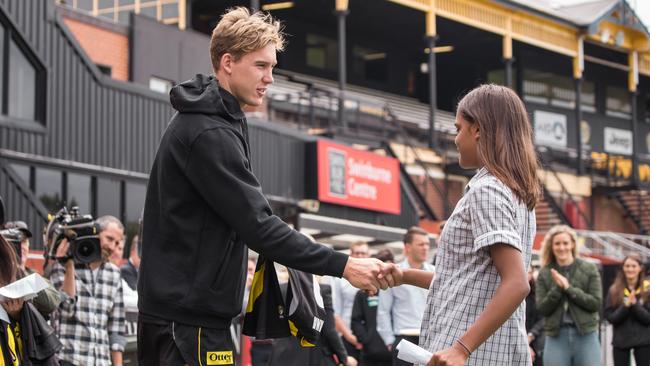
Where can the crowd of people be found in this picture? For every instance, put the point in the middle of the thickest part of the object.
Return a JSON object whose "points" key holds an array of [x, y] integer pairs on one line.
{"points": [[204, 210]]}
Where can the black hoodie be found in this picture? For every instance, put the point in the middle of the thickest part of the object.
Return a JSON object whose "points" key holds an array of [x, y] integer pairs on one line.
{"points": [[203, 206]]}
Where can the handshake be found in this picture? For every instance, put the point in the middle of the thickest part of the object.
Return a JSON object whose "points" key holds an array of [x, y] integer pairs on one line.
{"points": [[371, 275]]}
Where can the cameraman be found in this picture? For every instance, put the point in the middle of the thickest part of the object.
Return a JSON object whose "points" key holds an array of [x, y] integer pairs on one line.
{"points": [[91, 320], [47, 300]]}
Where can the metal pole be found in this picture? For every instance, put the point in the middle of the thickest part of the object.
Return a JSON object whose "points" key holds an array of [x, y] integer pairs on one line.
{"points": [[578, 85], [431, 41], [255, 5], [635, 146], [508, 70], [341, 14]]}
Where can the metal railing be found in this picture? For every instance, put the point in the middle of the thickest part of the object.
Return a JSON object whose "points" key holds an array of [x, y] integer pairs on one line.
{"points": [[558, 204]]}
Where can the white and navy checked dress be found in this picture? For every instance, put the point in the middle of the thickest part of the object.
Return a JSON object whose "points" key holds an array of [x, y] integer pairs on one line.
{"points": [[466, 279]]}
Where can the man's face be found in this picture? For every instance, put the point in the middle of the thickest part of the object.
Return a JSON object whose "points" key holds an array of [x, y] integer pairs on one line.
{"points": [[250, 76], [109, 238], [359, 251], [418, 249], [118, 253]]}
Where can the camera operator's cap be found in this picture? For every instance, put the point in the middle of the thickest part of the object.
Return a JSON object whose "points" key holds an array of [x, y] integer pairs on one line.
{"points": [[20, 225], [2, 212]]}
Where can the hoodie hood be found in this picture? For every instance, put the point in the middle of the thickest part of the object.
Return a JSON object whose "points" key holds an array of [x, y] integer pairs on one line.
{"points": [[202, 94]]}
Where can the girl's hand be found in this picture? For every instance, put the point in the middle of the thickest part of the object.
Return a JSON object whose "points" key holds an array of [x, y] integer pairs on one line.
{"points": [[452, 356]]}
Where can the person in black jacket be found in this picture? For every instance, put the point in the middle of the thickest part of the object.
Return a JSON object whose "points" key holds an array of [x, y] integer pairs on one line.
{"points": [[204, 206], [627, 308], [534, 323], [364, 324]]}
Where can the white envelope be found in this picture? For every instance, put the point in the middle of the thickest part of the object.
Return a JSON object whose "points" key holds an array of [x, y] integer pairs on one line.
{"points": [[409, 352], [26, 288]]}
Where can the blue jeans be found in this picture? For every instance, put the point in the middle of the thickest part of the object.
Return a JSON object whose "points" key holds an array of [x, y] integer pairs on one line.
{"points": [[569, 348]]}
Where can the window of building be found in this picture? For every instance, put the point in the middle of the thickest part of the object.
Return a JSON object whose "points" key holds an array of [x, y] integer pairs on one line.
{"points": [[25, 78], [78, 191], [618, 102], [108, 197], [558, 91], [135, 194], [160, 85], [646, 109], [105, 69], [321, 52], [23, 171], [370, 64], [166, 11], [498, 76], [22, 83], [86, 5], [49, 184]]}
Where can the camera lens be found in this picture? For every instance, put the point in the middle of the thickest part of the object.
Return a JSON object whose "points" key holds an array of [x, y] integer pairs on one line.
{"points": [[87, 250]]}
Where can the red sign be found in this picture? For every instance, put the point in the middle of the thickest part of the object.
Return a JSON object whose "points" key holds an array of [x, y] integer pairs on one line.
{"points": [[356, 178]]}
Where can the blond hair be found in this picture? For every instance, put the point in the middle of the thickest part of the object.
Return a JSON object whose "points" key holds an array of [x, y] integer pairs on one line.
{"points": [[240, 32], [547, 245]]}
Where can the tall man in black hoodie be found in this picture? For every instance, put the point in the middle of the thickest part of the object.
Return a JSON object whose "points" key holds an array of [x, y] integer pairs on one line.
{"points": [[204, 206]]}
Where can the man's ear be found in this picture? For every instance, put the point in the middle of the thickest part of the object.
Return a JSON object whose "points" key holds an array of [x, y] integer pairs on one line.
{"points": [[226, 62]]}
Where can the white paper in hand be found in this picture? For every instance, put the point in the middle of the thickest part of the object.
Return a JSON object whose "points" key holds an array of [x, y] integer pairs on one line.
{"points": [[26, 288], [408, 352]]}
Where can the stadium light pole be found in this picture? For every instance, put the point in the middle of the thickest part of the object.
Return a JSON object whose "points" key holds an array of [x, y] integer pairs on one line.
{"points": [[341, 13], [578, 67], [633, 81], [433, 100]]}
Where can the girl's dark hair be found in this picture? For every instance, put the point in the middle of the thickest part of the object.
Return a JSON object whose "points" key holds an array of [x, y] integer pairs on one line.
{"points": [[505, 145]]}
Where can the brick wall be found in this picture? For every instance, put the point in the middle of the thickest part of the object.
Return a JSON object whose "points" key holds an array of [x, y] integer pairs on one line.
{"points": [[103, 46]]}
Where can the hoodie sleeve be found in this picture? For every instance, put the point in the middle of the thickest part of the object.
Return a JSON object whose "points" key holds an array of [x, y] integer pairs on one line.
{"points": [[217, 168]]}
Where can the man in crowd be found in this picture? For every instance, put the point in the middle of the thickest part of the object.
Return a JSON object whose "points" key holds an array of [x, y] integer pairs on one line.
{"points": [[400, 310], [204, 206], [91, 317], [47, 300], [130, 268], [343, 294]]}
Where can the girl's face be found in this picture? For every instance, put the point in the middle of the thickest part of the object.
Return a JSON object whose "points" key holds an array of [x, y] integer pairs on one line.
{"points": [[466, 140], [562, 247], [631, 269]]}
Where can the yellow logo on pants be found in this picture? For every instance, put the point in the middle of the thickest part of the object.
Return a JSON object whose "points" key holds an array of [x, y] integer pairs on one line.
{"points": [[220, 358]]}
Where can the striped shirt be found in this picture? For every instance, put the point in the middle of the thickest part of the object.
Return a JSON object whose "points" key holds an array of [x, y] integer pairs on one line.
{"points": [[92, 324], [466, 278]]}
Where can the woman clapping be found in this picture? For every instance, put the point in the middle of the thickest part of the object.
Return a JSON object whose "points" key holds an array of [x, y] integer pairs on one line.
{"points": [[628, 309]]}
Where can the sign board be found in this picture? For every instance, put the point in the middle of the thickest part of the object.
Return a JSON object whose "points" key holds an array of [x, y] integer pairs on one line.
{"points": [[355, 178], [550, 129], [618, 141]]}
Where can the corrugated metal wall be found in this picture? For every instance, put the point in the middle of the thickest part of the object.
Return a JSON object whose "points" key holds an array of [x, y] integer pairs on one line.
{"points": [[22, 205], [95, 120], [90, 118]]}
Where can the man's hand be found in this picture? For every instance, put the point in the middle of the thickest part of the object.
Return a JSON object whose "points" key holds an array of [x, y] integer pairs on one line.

> [WORK TASK]:
Among the lines of the records, copy out each one that contains the word "face".

> [RESULT BELOW]:
Where can the man's face be found in this picture? For every instance, put the point in the middle of the thickest part of the object.
Where can the girl's face be found in this picture? For every instance, put the point in the middle of the thickest part of the object.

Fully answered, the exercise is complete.